Start of Excerpted records
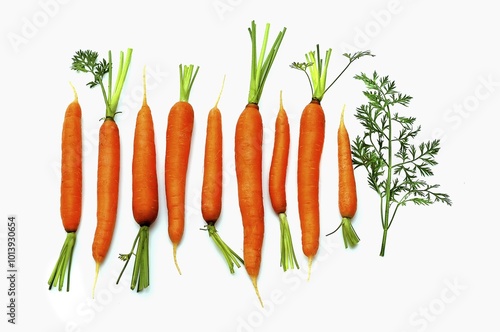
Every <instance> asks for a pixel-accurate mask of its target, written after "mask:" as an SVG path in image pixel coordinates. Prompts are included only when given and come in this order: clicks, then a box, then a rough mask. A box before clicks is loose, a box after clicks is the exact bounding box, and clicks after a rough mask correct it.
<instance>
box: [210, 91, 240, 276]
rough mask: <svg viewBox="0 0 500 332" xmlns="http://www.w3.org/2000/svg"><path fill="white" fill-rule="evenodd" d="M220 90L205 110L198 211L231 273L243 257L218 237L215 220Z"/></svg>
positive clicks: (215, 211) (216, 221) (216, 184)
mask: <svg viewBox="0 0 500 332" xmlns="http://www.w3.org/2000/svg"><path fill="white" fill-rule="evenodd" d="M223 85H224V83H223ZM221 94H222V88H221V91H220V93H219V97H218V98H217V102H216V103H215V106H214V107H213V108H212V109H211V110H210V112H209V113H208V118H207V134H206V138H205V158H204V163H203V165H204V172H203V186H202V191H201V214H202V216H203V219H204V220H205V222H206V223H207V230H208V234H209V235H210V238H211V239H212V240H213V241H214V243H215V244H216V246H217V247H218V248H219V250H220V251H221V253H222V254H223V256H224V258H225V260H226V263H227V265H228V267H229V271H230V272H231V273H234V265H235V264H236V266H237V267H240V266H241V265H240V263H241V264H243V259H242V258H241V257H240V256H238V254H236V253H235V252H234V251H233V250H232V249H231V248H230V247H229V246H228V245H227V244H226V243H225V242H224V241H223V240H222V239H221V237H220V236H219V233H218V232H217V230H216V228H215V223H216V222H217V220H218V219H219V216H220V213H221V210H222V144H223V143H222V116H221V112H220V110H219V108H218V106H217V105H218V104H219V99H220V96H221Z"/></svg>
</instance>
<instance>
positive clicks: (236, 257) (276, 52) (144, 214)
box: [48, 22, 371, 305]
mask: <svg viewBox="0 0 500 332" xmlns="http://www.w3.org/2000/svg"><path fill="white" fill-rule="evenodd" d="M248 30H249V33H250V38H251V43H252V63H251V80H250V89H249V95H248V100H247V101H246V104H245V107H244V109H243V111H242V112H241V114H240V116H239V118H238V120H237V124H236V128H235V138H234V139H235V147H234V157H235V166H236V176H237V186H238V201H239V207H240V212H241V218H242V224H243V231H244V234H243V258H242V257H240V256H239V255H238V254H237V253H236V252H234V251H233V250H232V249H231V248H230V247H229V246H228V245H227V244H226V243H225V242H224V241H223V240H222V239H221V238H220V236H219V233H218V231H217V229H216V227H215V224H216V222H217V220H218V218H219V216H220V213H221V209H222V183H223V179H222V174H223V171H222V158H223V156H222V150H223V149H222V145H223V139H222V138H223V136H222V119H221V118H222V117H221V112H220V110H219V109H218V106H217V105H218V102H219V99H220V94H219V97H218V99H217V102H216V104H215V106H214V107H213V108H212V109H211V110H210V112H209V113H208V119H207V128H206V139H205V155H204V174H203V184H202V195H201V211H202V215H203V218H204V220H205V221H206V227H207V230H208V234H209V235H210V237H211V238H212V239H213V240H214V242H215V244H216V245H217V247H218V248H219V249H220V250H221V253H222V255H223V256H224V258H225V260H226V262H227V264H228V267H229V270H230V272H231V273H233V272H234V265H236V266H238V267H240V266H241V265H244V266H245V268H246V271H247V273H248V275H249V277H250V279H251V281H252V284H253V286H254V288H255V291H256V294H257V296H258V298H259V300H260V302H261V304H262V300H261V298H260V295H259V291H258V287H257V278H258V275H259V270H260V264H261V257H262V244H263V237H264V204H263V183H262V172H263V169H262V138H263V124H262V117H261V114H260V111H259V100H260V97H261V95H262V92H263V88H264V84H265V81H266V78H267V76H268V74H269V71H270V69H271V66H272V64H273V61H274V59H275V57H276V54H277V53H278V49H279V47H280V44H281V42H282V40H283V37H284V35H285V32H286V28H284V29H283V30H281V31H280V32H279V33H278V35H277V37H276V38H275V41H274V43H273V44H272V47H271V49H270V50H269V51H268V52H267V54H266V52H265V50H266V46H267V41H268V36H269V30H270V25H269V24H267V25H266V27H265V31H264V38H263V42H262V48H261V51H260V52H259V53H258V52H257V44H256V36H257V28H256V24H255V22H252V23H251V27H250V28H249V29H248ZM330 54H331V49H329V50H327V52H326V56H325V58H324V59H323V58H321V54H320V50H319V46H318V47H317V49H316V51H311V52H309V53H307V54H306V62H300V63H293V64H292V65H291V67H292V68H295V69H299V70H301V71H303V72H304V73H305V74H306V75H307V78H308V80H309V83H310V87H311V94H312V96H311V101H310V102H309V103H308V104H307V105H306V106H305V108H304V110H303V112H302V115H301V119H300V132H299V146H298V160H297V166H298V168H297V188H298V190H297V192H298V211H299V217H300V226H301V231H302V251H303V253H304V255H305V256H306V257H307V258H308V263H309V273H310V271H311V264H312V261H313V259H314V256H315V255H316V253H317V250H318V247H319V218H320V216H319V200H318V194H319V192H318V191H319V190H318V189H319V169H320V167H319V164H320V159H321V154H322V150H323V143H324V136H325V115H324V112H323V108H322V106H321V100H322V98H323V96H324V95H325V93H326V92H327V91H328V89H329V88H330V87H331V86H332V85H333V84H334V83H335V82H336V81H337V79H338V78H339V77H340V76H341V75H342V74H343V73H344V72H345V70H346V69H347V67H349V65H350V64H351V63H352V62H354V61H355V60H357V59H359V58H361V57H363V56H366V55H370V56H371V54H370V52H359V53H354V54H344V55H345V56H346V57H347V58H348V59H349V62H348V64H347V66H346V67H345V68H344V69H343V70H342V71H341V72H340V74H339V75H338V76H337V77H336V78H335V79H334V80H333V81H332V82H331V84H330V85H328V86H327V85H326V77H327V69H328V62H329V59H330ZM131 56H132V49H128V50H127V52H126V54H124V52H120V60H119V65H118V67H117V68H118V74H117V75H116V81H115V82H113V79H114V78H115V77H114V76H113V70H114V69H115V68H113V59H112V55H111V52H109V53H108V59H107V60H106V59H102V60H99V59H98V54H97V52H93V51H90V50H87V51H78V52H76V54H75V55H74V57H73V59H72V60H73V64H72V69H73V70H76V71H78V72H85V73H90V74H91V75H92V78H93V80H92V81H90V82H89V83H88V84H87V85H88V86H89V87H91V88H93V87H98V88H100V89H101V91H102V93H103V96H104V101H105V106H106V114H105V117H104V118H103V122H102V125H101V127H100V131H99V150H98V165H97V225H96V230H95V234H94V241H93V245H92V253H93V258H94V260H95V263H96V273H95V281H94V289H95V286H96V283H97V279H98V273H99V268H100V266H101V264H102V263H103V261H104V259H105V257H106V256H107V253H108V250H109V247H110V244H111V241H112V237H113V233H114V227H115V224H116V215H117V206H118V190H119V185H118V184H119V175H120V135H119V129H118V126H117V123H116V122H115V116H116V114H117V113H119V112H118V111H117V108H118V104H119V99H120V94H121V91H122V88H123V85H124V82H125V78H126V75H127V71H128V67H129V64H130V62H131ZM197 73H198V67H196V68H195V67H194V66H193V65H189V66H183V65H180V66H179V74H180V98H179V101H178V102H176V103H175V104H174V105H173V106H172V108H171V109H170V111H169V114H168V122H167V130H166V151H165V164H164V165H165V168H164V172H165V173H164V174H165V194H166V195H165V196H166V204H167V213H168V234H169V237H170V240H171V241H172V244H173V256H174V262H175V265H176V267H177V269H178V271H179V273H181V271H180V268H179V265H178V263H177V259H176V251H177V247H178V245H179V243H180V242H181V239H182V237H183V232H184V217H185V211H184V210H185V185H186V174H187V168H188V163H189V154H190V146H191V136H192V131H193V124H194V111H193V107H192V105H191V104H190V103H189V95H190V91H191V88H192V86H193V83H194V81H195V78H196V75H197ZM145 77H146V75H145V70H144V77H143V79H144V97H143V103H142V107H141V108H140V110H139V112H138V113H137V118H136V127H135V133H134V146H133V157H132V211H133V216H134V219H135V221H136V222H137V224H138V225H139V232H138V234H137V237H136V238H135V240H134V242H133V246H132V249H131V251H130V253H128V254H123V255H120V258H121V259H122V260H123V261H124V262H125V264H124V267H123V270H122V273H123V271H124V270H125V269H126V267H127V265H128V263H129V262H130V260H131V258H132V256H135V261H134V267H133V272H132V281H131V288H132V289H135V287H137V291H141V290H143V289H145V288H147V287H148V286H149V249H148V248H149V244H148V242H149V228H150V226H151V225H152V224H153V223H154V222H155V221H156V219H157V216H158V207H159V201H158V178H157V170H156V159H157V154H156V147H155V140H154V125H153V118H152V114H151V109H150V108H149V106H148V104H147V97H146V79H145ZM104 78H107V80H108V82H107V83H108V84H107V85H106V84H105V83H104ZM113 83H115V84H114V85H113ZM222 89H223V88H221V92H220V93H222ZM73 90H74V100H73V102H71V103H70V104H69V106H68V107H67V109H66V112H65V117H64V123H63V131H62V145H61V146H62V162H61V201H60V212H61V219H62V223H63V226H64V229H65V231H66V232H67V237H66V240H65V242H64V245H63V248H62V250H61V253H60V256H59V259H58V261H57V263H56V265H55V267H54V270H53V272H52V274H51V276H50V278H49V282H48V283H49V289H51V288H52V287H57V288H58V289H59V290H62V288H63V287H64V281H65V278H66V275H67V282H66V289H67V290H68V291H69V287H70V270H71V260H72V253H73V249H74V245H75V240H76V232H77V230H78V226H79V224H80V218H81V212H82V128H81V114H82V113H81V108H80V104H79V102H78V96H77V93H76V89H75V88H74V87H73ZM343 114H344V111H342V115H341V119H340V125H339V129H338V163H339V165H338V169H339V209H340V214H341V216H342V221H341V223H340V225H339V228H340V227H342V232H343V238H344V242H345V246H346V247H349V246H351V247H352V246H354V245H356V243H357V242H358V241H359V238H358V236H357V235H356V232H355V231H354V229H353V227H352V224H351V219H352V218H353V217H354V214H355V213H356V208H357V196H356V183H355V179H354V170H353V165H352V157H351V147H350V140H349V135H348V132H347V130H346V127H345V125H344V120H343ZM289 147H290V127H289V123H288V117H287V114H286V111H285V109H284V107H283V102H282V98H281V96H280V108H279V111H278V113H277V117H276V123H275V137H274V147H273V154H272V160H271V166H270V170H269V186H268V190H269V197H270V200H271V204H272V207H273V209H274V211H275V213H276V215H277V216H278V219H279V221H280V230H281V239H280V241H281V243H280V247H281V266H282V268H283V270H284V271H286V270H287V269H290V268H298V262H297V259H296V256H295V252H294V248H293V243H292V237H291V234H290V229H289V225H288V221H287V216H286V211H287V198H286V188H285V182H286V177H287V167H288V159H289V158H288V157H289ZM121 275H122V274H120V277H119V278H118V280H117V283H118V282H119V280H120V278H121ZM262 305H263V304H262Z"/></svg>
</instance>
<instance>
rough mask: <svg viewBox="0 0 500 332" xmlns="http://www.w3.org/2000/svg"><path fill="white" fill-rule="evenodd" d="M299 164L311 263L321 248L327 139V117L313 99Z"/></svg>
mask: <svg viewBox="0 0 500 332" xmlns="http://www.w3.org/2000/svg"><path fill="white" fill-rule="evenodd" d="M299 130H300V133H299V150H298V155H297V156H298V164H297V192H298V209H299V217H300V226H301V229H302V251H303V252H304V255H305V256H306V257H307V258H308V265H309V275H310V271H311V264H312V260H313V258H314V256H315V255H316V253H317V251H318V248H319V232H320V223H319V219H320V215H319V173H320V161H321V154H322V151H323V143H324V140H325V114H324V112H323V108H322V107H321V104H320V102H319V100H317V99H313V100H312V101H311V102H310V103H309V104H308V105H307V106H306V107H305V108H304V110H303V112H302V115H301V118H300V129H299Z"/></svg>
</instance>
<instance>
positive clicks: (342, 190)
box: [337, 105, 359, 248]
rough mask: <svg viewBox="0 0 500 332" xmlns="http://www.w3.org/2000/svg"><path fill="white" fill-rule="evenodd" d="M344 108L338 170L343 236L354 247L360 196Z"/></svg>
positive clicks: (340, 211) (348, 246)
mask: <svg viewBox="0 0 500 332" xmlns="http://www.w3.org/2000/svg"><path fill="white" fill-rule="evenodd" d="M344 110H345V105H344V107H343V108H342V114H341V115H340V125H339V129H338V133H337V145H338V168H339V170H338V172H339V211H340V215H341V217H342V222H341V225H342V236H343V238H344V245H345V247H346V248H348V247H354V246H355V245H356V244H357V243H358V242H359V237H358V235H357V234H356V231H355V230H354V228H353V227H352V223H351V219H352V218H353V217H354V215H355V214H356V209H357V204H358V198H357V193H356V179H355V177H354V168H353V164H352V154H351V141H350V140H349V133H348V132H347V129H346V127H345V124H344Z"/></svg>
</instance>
End of Excerpted records
* [Problem to solve]: Print the data above verbatim from the first line through the line holding "90L205 110L198 211L231", leaving every picture out.

* [Problem solution]:
Every <instance> asks for a pixel-accurate mask of its target, written after "mask:" as an SVG path in image pixel coordinates. Prompts are included only when given and come in this order: clicks, then a box, then a rough mask. A box before clicks is loose, a box after clicks is the exact bounding box, and clicks after a rough mask correct it.
<instance>
box: [210, 91, 240, 276]
rough mask: <svg viewBox="0 0 500 332" xmlns="http://www.w3.org/2000/svg"><path fill="white" fill-rule="evenodd" d="M220 90L205 110L198 211L231 273L243 257L218 237L215 220Z"/></svg>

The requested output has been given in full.